--- TASK DETAILS ---
In the stretch from the line containing "Place one keypoint on each instance of the twig, using" through the end of the rows, swap "twig" for "branch" and reproduce those lines with nothing else altered.
Begin INPUT FOR THIS TASK
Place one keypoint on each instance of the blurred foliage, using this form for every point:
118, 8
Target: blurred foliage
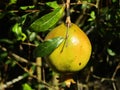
98, 18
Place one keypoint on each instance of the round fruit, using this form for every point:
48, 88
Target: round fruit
73, 53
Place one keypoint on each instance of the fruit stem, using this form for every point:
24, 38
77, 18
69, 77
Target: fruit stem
68, 20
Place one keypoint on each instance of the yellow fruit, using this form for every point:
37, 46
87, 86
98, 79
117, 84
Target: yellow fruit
71, 55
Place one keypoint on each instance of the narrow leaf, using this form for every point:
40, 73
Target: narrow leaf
47, 47
47, 21
53, 4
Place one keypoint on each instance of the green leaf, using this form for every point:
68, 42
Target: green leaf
47, 21
12, 1
47, 47
53, 4
110, 52
26, 87
5, 40
17, 30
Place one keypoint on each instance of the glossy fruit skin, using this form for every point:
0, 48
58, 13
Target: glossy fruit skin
72, 55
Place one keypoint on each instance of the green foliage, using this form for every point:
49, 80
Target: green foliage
26, 87
53, 4
47, 21
45, 48
24, 25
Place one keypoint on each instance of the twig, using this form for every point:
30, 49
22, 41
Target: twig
39, 71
End INPUT FOR THIS TASK
--- RESPONSE TO THIS TASK ---
Place one keypoint on each instance of the branch, using this form for every point:
30, 49
22, 41
Target: branch
39, 71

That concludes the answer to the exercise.